* [SELECTED EXTRACT]:
But now there are digital microscopes that combine the advantages of traditional microscopy and automated systems.
How Celly digital microscope works
Celly CBC test works by combining the technologies of digital microscopy, image analysis, artificial intelligence, and cloud computing. The process of Celly CBC test consists of the following steps:
- Sample preparation. A blood sample is collected from a patient and stained with a special dye that colors different types of blood cells differently. The stained blood sample is then placed on a glass slide and inserted into a Celly analyzer.
- Image acquisition. The Celly analyzer uses an iPhone camera to capture high-resolution images of the blood cells on the slide. The images are then transferred to a computer or a cloud server for further processing.
- Image analysis. The computer or the cloud server uses artificial intelligence algorithms to analyze the images and identify, classify, and count different types of blood cells. The algorithms use various features of the blood cells, such as size, shape, color, and internal structures, to distinguish them from each other. The algorithms also detect any abnormal or immature cells that may indicate a disease or a condition.
- Result presentation. The results of the image analysis are presented in a graphical and numerical format on a screen or a report. The results include the total number and percentage of each type of blood cell, as well as other cell parameters. The results also show any abnormal or immature cells that were detected by the algorithms.

* [ENTRIES SUPPLIED]:
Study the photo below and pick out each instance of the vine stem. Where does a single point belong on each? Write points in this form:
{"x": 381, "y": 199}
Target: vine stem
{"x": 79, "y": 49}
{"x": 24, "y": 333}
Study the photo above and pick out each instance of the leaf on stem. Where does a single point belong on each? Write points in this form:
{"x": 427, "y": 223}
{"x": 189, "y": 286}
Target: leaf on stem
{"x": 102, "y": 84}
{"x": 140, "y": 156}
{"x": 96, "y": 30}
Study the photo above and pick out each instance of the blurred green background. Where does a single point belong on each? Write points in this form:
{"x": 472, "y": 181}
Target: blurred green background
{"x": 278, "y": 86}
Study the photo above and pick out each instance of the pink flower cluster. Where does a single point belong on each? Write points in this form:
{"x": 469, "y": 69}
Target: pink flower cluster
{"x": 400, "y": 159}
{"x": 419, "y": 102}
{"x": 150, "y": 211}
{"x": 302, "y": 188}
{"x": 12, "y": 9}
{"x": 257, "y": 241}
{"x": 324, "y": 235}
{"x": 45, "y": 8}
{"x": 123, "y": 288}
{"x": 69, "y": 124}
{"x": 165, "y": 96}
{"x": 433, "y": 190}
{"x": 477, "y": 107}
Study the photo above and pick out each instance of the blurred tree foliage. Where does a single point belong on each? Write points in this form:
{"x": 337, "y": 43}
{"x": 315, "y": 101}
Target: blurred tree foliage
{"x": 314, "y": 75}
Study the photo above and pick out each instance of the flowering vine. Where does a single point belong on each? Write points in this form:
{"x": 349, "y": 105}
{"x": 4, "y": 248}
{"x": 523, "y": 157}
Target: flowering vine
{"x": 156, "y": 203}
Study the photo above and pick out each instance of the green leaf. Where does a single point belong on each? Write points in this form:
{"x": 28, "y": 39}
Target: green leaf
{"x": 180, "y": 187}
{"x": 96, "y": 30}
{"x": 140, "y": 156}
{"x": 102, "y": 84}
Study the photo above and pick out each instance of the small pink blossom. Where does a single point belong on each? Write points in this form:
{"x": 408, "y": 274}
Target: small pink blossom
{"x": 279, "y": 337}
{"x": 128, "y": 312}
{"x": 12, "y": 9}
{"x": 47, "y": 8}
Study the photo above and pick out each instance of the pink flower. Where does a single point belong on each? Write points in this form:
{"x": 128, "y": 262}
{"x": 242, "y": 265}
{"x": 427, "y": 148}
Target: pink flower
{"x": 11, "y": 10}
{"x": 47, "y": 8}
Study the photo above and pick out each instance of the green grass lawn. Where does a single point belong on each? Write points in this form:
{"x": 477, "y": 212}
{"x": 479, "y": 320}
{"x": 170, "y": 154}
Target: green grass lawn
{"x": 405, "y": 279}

* [ACTIVITY LIST]:
[a] In the text on the Celly digital microscope, what does the Celly analyzer use to capture images of the blood cells?
[b] Pick up the text on the Celly digital microscope after its final sentence and continue writing it.

* [TASK-BY-TASK OUTPUTS]:
[a] An iPhone camera.

[b]
- Result validation. The results of the image analysis are validated by a human operator, who can review the images and the results on a screen or a report. The operator can confirm, modify, or reject the results based on their expertise and judgment. The operator can also add comments or annotations to the results.
Benefits of Celly CBC Test
Celly CBC test has several benefits over traditional manual or automated methods of CBC testing, such as:
- Accuracy and consistency. Celly CBC test uses artificial intelligence algorithms that are trained on large databases of blood cell images from different sources and conditions. These algorithms can recognize and classify different types of blood cells with high accuracy and consistency, regardless of the variations in staining quality, slide preparation, image quality, or operator skill.
- Speed and efficiency. Celly CBC test can process hundreds of blood tests per day, which is much faster than manual microscopy. This reduces the turnaround time and improves the workflow of the laboratory.
- Ease and convenience. Celly CBC test does not require any special skills or training to operate. The operator only needs to insert the slide into the analyzer and review the results on a screen or a report. The operator can also access the results remotely via cloud computing or mobile devices.
- Quality and safety. Celly CBC test reduces the exposure to biohazardous materials and human errors that may occur during manual or automated methods of CBC testing. The analyzer also has built-in quality control features that monitor the performance and calibration of the system.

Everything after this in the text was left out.